[Stored dataset items]
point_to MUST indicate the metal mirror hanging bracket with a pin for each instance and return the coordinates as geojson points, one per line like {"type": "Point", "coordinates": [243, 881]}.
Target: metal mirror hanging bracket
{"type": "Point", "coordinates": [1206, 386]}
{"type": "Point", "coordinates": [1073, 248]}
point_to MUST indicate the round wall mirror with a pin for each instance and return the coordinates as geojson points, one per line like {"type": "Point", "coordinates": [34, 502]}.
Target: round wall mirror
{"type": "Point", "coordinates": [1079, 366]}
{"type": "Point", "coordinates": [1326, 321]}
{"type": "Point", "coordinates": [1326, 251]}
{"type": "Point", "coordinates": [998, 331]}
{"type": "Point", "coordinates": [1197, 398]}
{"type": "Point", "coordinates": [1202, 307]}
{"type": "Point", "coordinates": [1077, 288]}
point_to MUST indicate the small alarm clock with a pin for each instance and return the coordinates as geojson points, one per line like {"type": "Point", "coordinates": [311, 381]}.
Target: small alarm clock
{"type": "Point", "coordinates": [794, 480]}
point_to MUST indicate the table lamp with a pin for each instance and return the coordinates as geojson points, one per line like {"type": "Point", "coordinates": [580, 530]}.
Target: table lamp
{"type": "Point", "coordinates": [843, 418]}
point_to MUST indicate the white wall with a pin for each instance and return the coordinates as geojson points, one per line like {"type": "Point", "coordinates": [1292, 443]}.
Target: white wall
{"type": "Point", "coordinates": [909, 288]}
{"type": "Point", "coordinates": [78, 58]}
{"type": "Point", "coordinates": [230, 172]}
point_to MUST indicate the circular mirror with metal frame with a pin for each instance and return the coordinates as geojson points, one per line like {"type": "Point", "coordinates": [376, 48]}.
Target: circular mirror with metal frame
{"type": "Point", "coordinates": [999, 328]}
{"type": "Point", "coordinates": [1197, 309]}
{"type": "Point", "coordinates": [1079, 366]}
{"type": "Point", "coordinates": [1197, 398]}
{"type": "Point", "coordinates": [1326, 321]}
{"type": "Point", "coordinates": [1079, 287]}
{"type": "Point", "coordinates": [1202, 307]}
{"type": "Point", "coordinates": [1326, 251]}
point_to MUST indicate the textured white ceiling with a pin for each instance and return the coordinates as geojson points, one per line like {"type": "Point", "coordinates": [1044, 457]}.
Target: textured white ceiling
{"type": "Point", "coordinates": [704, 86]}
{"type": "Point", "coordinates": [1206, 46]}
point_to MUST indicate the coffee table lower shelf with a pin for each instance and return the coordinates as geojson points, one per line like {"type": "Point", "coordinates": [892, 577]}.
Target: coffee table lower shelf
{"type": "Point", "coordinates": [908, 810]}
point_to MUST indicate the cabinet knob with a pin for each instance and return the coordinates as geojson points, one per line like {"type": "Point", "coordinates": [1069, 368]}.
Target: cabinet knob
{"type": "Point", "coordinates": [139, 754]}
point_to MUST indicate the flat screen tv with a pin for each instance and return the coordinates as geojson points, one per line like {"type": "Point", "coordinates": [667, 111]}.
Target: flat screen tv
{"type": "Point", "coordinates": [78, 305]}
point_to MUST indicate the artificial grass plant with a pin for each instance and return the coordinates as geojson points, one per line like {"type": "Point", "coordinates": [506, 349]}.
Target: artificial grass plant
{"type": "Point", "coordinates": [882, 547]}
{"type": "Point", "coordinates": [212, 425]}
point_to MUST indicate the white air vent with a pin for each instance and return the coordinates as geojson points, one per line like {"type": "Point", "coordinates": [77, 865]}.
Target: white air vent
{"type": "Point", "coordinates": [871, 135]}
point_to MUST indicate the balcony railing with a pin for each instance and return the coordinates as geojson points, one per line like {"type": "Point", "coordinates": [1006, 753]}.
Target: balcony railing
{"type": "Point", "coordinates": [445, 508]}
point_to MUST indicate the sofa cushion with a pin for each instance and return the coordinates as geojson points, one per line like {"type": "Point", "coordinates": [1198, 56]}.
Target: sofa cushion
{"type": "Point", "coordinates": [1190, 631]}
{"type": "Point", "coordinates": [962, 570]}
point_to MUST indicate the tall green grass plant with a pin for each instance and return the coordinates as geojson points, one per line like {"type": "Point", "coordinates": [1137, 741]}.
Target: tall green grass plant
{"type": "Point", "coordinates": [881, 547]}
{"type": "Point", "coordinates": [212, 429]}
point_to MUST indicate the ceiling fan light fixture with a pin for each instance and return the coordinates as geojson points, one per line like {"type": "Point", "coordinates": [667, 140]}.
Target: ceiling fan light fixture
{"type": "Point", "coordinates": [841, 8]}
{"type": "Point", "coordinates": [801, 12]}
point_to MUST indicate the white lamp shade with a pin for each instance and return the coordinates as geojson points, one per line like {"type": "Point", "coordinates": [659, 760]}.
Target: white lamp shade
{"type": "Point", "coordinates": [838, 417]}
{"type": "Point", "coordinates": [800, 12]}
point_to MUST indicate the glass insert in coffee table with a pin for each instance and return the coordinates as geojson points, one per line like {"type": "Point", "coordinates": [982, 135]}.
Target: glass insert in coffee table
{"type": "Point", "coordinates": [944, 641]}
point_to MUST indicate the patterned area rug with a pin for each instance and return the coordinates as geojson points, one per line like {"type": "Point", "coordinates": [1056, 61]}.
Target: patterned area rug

*What the exercise asks*
Format the lines from the one containing "point_to MUST indicate the tall" through the last line of the material as a numbered list, leaving out any blank lines.

*Output of the exercise*
1. point_to MUST indicate the tall green grass plant with a pin for each instance and return the coordinates as geojson points, one per line like {"type": "Point", "coordinates": [1137, 741]}.
2. Target: tall green grass plant
3. {"type": "Point", "coordinates": [881, 547]}
4. {"type": "Point", "coordinates": [212, 429]}
5. point_to MUST indicate the ceiling fan light fixture with a pin for each instance and return the coordinates as geojson points, one per line like {"type": "Point", "coordinates": [667, 140]}.
6. Target: ceiling fan light fixture
7. {"type": "Point", "coordinates": [841, 8]}
8. {"type": "Point", "coordinates": [801, 12]}
9. point_to MUST indicate the white lamp shade with a pin for each instance and return the coordinates as geojson points, one per line like {"type": "Point", "coordinates": [659, 760]}.
10. Target: white lamp shade
11. {"type": "Point", "coordinates": [838, 417]}
12. {"type": "Point", "coordinates": [800, 12]}
13. point_to MUST indicate the glass insert in coffee table with a pin for each instance and return the coordinates as geojson points, one per line like {"type": "Point", "coordinates": [982, 135]}.
14. Target: glass insert in coffee table
15. {"type": "Point", "coordinates": [944, 641]}
16. point_to MUST indicate the patterned area rug with a pin for each instance and return the coordinates as geojson points, one per line like {"type": "Point", "coordinates": [1056, 61]}.
17. Target: patterned area rug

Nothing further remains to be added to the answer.